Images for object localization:
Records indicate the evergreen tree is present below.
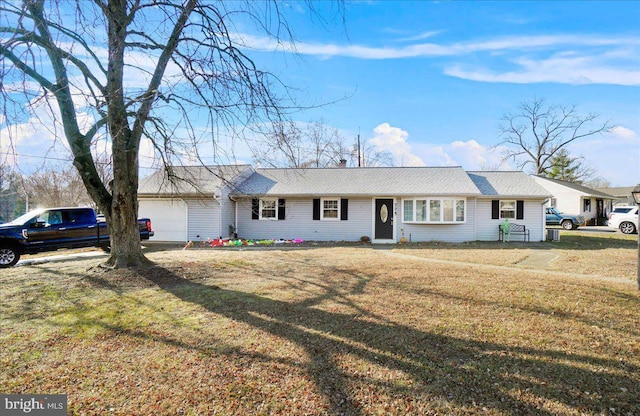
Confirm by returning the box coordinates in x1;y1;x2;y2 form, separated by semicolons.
543;148;595;184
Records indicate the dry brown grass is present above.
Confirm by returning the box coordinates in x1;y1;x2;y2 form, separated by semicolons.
1;238;638;415
393;230;637;280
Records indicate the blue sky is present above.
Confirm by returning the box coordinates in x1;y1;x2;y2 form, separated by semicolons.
234;0;640;186
1;0;638;187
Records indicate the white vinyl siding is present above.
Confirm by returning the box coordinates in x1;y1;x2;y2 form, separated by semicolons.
186;199;220;241
237;197;369;241
475;199;545;242
236;196;545;243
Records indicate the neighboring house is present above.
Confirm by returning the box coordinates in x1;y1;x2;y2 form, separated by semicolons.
532;176;615;224
596;186;636;206
138;165;551;243
138;165;253;242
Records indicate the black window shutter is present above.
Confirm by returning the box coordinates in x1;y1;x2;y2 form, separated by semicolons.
340;199;348;221
313;199;320;220
278;199;286;220
491;200;499;219
252;198;259;220
516;200;524;220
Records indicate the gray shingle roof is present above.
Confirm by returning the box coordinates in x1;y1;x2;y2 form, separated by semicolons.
138;165;252;196
596;186;635;197
232;167;481;197
534;176;615;199
139;165;553;199
467;171;552;198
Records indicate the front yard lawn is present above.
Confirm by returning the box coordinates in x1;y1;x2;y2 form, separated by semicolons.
1;238;638;415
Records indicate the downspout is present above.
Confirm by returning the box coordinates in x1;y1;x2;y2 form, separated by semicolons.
473;197;477;240
542;198;550;241
181;198;187;242
214;193;222;239
228;194;238;239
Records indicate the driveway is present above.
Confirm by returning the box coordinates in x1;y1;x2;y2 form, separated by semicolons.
547;225;618;234
16;250;108;267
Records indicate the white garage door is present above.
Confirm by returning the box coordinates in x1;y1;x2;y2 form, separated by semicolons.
138;199;187;242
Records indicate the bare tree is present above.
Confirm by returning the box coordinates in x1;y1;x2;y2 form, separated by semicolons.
0;1;336;268
254;120;395;168
24;163;96;208
497;98;610;175
358;139;394;167
253;120;347;168
0;163;24;221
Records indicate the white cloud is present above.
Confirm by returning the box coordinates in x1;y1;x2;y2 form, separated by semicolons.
369;123;425;166
610;125;637;140
236;31;640;86
411;139;511;171
445;53;640;86
366;124;513;170
239;32;639;58
0;95;98;172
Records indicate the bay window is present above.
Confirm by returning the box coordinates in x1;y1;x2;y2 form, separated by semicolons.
402;198;466;223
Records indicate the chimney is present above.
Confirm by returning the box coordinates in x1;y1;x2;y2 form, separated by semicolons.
338;159;347;168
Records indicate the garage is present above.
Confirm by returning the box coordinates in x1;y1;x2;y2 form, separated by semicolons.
138;199;187;242
186;199;220;241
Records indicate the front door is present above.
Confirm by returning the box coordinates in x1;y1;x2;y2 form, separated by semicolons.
374;198;394;240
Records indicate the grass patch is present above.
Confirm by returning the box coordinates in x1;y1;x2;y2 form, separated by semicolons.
393;230;637;280
1;240;638;415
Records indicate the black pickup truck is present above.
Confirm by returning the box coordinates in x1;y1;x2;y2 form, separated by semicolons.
0;207;153;268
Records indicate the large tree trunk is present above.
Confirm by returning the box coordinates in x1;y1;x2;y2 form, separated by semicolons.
100;0;152;268
102;131;152;268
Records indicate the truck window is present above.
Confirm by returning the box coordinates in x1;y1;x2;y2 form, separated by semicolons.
63;210;94;224
44;211;63;225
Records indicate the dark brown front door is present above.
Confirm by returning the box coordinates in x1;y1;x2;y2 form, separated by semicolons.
374;199;393;240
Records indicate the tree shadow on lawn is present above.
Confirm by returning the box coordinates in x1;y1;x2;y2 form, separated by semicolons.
82;265;638;416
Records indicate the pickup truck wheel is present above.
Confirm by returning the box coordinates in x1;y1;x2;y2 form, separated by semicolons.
619;221;637;234
0;245;20;268
561;220;575;230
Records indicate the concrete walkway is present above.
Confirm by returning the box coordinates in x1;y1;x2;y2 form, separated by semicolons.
16;251;108;267
515;251;559;268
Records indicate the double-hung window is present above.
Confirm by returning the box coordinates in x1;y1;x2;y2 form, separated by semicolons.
402;198;466;223
499;200;516;219
321;198;339;220
252;198;285;220
260;199;277;220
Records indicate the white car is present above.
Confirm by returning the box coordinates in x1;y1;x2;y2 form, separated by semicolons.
608;206;639;234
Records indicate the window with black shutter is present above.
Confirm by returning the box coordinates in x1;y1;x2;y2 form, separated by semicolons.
516;200;524;219
340;199;348;221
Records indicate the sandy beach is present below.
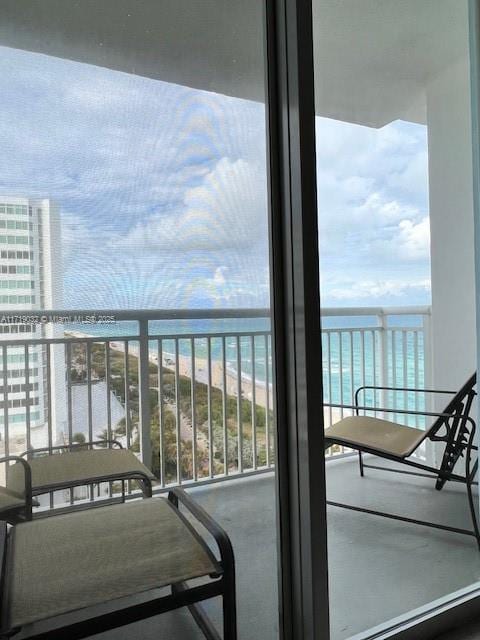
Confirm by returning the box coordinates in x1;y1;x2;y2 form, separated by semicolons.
67;329;272;409
115;340;272;410
67;331;343;426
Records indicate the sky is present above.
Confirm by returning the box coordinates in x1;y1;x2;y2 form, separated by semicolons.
0;45;431;310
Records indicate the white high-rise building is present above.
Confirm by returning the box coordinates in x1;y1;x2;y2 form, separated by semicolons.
0;197;66;451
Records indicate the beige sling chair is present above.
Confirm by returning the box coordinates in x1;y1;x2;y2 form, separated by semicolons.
0;489;237;640
0;439;154;523
324;373;479;548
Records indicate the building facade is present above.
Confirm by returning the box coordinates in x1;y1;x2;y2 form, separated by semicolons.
0;197;66;452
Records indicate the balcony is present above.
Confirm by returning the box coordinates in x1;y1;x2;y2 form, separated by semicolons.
81;467;479;640
0;307;477;639
0;306;431;469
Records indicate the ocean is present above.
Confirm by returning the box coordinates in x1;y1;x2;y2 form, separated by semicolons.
69;312;426;427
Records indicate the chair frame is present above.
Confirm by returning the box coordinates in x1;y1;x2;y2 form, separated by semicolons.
0;457;33;523
1;440;153;524
0;488;237;640
324;374;480;549
23;439;153;498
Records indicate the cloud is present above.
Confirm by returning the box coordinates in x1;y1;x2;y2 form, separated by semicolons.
62;156;271;309
213;266;227;286
116;157;268;254
0;46;431;309
316;116;431;306
397;217;430;260
0;46;270;309
356;192;419;223
59;155;270;309
324;277;431;304
191;265;270;307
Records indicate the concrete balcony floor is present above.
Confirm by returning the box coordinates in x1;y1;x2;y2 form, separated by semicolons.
89;456;480;640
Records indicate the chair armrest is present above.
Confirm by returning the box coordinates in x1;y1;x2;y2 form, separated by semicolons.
168;487;234;572
354;385;458;410
324;402;475;424
0;456;33;514
85;440;123;450
19;439;123;458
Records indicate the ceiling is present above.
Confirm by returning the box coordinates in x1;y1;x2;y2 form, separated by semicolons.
0;0;470;128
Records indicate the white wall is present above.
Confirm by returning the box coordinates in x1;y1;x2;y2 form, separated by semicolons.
427;57;477;401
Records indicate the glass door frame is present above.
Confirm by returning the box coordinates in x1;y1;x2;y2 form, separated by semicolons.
264;0;329;638
266;0;480;639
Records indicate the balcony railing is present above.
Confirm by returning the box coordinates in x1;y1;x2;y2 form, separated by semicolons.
0;306;431;496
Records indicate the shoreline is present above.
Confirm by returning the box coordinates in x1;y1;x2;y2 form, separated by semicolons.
66;330;343;425
67;330;273;410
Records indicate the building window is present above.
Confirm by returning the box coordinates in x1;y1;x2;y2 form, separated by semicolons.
0;411;40;424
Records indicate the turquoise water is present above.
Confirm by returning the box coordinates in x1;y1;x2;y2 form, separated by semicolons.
71;317;273;384
322;327;426;427
70;313;426;426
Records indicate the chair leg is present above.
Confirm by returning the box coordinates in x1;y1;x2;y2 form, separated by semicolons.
172;581;226;640
465;443;480;551
466;474;480;551
186;601;221;640
435;416;470;491
435;452;453;491
223;574;237;640
358;451;364;477
137;477;153;498
144;477;153;497
25;493;33;520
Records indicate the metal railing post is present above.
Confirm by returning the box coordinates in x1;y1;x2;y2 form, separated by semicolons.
138;319;152;471
423;310;433;391
379;310;388;418
0;305;431;488
422;310;436;464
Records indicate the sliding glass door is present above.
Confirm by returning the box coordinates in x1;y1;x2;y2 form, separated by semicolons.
0;1;296;638
313;1;480;638
6;1;480;638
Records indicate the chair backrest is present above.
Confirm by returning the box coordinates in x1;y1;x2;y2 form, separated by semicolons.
427;373;476;487
428;372;476;440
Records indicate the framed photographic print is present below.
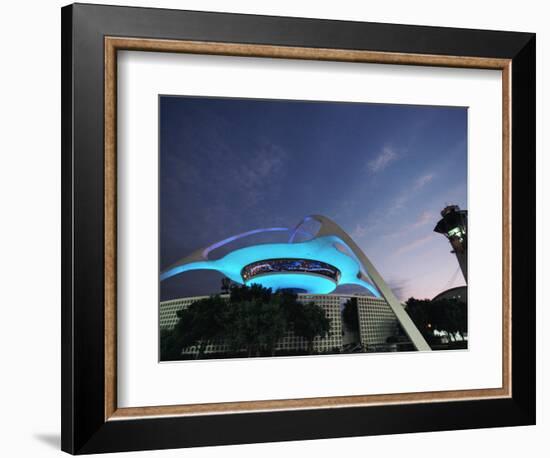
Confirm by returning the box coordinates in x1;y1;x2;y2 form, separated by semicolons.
61;3;536;454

◆ **Task brief**
Output only the lines from the start of the data through the line that holds "Records indicate the black window". Keep them exact and leave the pictures out.

◆ **Response to this task**
Records indicate the evergreen tree is present below.
Confirm by returning the box coordinates in x1;y1;x2;y2 form, separated by semicolons.
543;148;595;184
Records indicate the dry brown grass is present above.
Confirm by returning the box coordinates in x1;y1;x2;y2 form, separated by semicolons.
1;238;638;415
393;230;637;280
Records indicate the blue sky is present above.
Confirm by returning the box coordinates in x1;y1;x2;y2 form, separated by semicolons.
234;0;640;186
1;0;638;187
Records indicate the white vinyl siding is present above.
Confirm by returning the box coordinates in x1;y1;x2;y2 form, separated by semicolons.
186;199;220;241
237;197;369;241
475;199;545;242
236;196;545;243
Records indicate the neighboring house is present above.
Confirm by returning the box coordinates in x1;y1;x2;y2 form, separated by semicolons.
532;176;615;224
596;186;636;206
138;165;551;243
138;165;253;242
Records indicate the black window shutter is present above.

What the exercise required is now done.